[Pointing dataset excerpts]
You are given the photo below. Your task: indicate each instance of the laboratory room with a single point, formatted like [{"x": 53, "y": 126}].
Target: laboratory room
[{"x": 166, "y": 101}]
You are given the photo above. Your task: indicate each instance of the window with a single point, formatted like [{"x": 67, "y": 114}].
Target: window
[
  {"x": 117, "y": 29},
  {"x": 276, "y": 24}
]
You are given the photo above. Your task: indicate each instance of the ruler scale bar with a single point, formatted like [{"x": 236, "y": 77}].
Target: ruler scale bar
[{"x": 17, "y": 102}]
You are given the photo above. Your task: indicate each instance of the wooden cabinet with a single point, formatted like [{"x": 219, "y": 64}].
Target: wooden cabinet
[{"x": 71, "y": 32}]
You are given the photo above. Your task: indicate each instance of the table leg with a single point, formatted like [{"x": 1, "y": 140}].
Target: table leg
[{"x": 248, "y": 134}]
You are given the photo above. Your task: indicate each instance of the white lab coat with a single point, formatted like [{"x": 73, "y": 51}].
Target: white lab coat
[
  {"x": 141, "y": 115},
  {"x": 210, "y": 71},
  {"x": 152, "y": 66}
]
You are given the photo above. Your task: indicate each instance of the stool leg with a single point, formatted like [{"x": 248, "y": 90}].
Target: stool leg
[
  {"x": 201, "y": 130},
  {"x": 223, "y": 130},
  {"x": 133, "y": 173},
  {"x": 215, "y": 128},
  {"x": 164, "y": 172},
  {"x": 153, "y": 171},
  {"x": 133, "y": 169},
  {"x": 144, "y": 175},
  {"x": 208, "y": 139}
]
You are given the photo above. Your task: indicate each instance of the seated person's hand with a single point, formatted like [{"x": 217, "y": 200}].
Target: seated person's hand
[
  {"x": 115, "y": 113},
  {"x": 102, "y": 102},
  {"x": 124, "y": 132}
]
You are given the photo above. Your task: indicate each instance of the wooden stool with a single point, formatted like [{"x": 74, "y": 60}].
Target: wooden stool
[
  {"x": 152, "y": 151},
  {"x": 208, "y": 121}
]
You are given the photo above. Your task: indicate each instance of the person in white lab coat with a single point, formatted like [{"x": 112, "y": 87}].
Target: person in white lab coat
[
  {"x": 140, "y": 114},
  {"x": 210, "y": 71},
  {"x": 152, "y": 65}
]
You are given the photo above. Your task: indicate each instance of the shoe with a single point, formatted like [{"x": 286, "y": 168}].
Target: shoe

The problem: Edit the data above so that every "wooden" becomes "oak", with nothing else changed.

Task solution:
You are given the photo below. Your task: indicate each instance of the laboratory room with a single point, formatted like [{"x": 53, "y": 126}].
Target: laboratory room
[{"x": 166, "y": 101}]
You are given the photo above. Your task: indicate each instance of the window with a single point, formatted like [{"x": 67, "y": 114}].
Target: window
[
  {"x": 117, "y": 29},
  {"x": 276, "y": 24}
]
You are given the photo above. Your task: indicate each instance of the ruler scale bar with a single point, formatted like [{"x": 236, "y": 77}].
Target: ruler scale bar
[{"x": 17, "y": 102}]
You are given the photo above. Your task: indicate each instance of the oak cabinet with a single point, formatted like [{"x": 219, "y": 64}].
Target: oak cabinet
[{"x": 71, "y": 32}]
You are given the photo above. Your task: indicate each instance of the table leg with a single point, formatted like [{"x": 1, "y": 140}].
Target: table leg
[{"x": 248, "y": 134}]
You are given the photo above. Your task: indicate each instance of the white lab coat with a single point, formatted like [{"x": 73, "y": 51}].
Target: white lab coat
[
  {"x": 141, "y": 115},
  {"x": 210, "y": 71},
  {"x": 152, "y": 66}
]
You are given the photo above. Your task: indicate each instance of the stool leg with a single point, formatted like [{"x": 248, "y": 90}].
Target: stool leg
[
  {"x": 201, "y": 130},
  {"x": 223, "y": 130},
  {"x": 133, "y": 173},
  {"x": 215, "y": 128},
  {"x": 164, "y": 172},
  {"x": 153, "y": 171},
  {"x": 133, "y": 169},
  {"x": 144, "y": 175},
  {"x": 208, "y": 139}
]
You are given the photo above. Your task: indicate each instance of the seated person's hand with a single point, formatted like [{"x": 217, "y": 200}].
Target: seated person's hand
[
  {"x": 115, "y": 113},
  {"x": 102, "y": 102},
  {"x": 124, "y": 132}
]
You are given the photo above. Your task: indicate each instance of the oak stool with a single point, formatted like [{"x": 74, "y": 60}].
Target: oak stool
[
  {"x": 152, "y": 151},
  {"x": 208, "y": 121}
]
You are given the photo above. Your task: indicate each instance of the person in white lab coat with a single point, formatted like [{"x": 112, "y": 87}].
Target: person in white lab coat
[
  {"x": 140, "y": 114},
  {"x": 210, "y": 71},
  {"x": 152, "y": 65}
]
You are given the photo above. Your task: indicate each instance of the shoe with a single point, formatted like [{"x": 286, "y": 168}].
Target: shoe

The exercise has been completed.